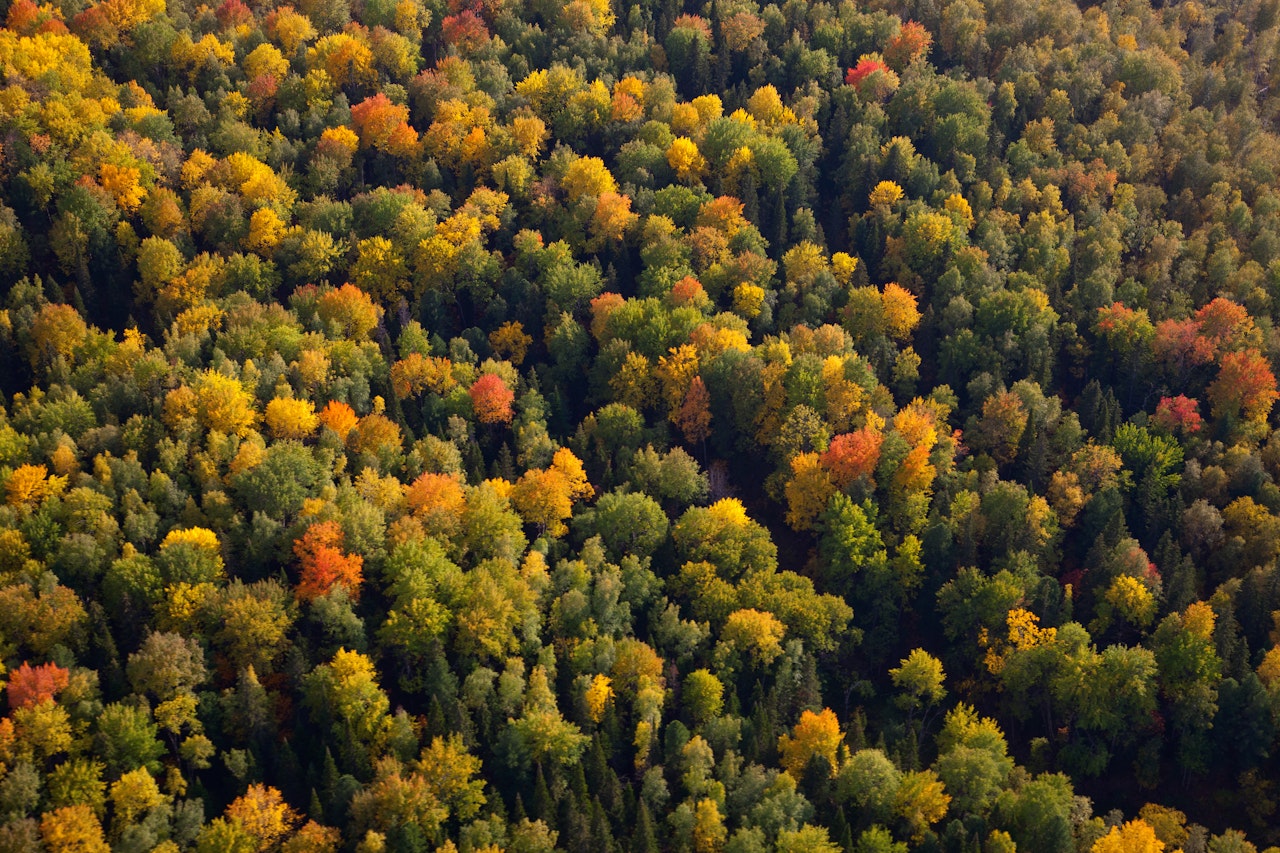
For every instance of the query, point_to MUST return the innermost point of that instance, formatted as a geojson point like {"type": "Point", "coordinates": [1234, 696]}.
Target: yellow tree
{"type": "Point", "coordinates": [1133, 836]}
{"type": "Point", "coordinates": [263, 813]}
{"type": "Point", "coordinates": [816, 734]}
{"type": "Point", "coordinates": [291, 418]}
{"type": "Point", "coordinates": [808, 491]}
{"type": "Point", "coordinates": [72, 829]}
{"type": "Point", "coordinates": [686, 160]}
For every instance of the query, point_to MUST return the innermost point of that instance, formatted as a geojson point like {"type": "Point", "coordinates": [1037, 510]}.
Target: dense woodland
{"type": "Point", "coordinates": [654, 425]}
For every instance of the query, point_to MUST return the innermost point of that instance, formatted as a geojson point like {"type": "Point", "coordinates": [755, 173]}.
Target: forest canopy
{"type": "Point", "coordinates": [647, 425]}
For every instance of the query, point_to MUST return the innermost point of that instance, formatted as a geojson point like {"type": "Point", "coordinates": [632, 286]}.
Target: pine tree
__________________________________________________
Rewrite all of the entries above, changing every "innermost" to "central" and keeping everything else the same. Omit the pictures.

> Written answer
For every instance of the query, point_to MUST return the central point of that instance, formatted as a geojson point like {"type": "Point", "coordinates": [1234, 696]}.
Target: yellow tree
{"type": "Point", "coordinates": [1133, 836]}
{"type": "Point", "coordinates": [263, 813]}
{"type": "Point", "coordinates": [816, 734]}
{"type": "Point", "coordinates": [291, 418]}
{"type": "Point", "coordinates": [808, 491]}
{"type": "Point", "coordinates": [72, 829]}
{"type": "Point", "coordinates": [686, 160]}
For every instance of the query, point_to MUST return the central point of that instance, formatted as a geojson point like {"type": "Point", "coordinates": [1037, 510]}.
Target: dense woodland
{"type": "Point", "coordinates": [654, 425]}
For every instance of the query, point_to MUST return the central point of that instance, formatted as a geojson point like {"type": "Point", "coordinates": [755, 173]}.
Target: forest canopy
{"type": "Point", "coordinates": [647, 425]}
For every instance of the query, point_to MUST return the central point of that instance, formatted as a geojson point like {"type": "Point", "coordinates": [632, 286]}.
Target: pine tree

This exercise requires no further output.